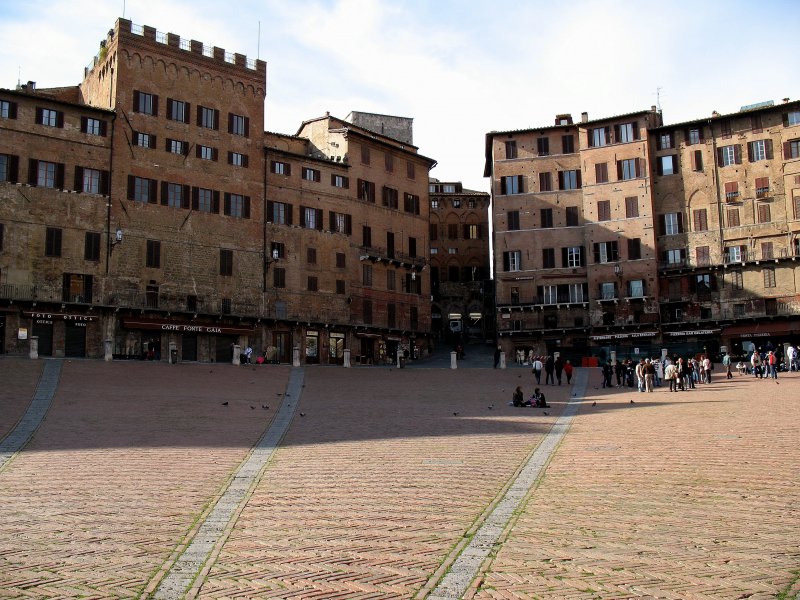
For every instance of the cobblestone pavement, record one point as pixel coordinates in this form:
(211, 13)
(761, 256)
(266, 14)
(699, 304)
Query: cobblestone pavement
(384, 474)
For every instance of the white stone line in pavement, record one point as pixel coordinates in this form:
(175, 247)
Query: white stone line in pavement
(467, 566)
(37, 409)
(212, 531)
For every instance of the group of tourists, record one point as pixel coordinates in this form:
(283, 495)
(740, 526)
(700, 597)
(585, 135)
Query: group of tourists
(648, 373)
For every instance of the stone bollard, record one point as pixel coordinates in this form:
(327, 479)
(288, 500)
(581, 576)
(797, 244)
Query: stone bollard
(237, 354)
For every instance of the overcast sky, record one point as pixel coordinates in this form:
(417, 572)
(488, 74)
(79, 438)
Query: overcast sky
(459, 69)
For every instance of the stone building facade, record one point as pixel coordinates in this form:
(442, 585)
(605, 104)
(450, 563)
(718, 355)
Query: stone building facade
(143, 216)
(629, 236)
(461, 285)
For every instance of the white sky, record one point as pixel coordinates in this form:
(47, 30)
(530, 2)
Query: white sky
(459, 68)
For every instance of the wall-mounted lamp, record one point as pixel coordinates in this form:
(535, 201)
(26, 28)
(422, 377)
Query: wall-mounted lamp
(117, 239)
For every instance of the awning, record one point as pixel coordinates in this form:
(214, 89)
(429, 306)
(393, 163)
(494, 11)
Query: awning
(763, 330)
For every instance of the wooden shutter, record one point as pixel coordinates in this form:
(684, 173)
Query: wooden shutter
(78, 186)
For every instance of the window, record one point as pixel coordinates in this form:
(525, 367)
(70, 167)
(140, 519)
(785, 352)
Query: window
(543, 146)
(46, 174)
(511, 185)
(312, 217)
(792, 118)
(631, 207)
(9, 167)
(144, 140)
(89, 180)
(206, 152)
(603, 210)
(146, 104)
(599, 136)
(759, 150)
(411, 204)
(174, 195)
(729, 155)
(762, 187)
(627, 169)
(8, 109)
(769, 277)
(512, 260)
(177, 110)
(601, 173)
(310, 174)
(49, 117)
(366, 191)
(634, 249)
(207, 118)
(52, 242)
(697, 160)
(569, 180)
(141, 189)
(627, 132)
(366, 275)
(177, 147)
(574, 256)
(91, 246)
(605, 252)
(703, 256)
(665, 141)
(280, 168)
(572, 216)
(390, 197)
(667, 165)
(764, 213)
(225, 262)
(279, 277)
(93, 126)
(237, 159)
(511, 149)
(238, 125)
(671, 223)
(205, 200)
(636, 288)
(236, 205)
(153, 259)
(548, 258)
(700, 219)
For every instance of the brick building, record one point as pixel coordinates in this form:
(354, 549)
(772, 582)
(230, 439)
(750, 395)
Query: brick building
(625, 235)
(461, 287)
(143, 211)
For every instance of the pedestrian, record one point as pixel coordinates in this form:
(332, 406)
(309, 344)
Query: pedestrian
(559, 367)
(549, 369)
(537, 369)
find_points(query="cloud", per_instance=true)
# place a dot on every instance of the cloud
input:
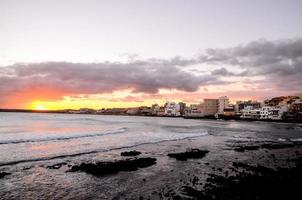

> [TASK DIRECTIONS] Report all lines of the data that include the word "cloud".

> [RESPONSE TO THIS TASK]
find_points(query="cloud", per_instance=true)
# place a dot on every instance of the cloud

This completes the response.